▶ _Your goal_
Starting at the line that contains "Expected behaviour: for every instance of the puddle" and ending at the last of the lines below, write those lines out again, requests included. Multiply every coordinate in the answers by 1.05 and round each to a whole number, with halves going up.

:::::

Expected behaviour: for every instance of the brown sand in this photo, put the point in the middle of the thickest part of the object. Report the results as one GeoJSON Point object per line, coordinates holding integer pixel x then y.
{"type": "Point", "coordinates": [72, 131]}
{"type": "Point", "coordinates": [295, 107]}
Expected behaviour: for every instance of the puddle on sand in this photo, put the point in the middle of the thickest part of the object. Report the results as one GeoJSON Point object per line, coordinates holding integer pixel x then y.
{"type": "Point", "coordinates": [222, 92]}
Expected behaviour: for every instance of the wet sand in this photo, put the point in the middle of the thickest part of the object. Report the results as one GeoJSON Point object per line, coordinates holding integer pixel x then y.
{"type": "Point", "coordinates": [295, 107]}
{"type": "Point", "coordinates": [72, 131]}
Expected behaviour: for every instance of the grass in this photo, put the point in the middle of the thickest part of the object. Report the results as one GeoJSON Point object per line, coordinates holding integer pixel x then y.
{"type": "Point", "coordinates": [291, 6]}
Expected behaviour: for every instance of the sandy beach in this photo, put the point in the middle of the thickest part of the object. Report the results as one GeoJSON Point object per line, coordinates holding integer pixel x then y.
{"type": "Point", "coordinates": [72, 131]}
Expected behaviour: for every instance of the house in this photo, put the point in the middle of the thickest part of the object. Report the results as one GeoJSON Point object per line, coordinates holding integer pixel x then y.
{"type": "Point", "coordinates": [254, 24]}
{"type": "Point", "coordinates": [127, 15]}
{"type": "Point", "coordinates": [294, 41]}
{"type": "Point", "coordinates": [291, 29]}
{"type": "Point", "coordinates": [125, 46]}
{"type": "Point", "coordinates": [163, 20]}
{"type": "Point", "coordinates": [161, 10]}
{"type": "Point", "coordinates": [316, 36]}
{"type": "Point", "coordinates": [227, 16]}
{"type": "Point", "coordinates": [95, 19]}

:::::

▶ _Written response_
Expected behaviour: for every instance of the puddle on sand in this photo, put the point in the middle of the thickest part of the object. Report the results as one GeoJSON Point object per line, coordinates holding integer pixel x then y.
{"type": "Point", "coordinates": [233, 97]}
Expected behaviour: for every instance of the wet sand in this photo, put the point in the middle of the thickest part of the object. Report the results as one GeoJSON Point object per line, coordinates holding integer pixel x then y.
{"type": "Point", "coordinates": [310, 112]}
{"type": "Point", "coordinates": [76, 138]}
Expected behaviour: for every instance of the grass in this photo, put the point in the middle of the thickest part of the object. Report the results as one GeoJSON Point object per line, coordinates holding integer pixel x then y.
{"type": "Point", "coordinates": [306, 6]}
Expected behaviour: for every instance of the sandy beach in this photo, put the point in the middle of the thickest part of the object. Report the results as one GeoJSON Point object per line, coordinates holding integer pixel x then y.
{"type": "Point", "coordinates": [76, 138]}
Expected behaviour: for every instance of the house in this photo, put the point in the middle of the thickest part of the object. Report the results as one GeoJSON Point object per line, coordinates holding integer pixel x then y.
{"type": "Point", "coordinates": [267, 25]}
{"type": "Point", "coordinates": [133, 16]}
{"type": "Point", "coordinates": [309, 43]}
{"type": "Point", "coordinates": [306, 30]}
{"type": "Point", "coordinates": [131, 48]}
{"type": "Point", "coordinates": [171, 21]}
{"type": "Point", "coordinates": [169, 11]}
{"type": "Point", "coordinates": [332, 38]}
{"type": "Point", "coordinates": [238, 17]}
{"type": "Point", "coordinates": [100, 20]}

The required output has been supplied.